EXERCISE INSTRUCTIONS =
Using the listing below, show all lines that hold the word "positive".
<<<<
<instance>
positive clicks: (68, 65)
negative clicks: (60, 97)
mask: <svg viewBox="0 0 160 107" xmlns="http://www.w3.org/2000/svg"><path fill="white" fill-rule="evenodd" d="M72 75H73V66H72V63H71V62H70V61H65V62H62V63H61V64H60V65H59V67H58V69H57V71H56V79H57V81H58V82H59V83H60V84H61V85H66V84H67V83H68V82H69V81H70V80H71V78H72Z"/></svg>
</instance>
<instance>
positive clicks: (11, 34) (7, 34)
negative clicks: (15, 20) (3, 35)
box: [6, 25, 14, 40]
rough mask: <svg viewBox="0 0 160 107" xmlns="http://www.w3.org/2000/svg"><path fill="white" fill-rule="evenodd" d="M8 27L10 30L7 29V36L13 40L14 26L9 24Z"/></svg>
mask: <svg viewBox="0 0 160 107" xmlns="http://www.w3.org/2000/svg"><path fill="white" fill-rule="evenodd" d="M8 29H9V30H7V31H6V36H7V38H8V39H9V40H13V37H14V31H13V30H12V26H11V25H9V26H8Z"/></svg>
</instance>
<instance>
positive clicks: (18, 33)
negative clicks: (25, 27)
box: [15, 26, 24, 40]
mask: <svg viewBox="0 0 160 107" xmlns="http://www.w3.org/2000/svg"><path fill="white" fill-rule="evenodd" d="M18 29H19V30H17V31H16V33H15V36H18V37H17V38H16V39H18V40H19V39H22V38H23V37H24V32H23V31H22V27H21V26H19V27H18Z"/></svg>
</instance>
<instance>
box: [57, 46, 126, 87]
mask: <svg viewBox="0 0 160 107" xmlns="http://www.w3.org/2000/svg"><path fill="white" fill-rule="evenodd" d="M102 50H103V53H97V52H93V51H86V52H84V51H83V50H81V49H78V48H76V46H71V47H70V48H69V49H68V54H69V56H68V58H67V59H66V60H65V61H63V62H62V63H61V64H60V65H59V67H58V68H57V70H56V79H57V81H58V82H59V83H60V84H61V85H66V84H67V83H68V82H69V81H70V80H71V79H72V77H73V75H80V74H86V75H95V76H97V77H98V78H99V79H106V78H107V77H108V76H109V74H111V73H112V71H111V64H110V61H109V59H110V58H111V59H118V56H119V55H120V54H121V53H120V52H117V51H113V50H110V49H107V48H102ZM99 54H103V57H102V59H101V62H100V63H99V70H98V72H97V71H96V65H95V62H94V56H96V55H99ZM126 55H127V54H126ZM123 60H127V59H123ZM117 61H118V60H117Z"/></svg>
>>>>
ANSWER SPACE =
positive clicks: (68, 65)
positive clicks: (11, 34) (7, 34)
positive clicks: (18, 33)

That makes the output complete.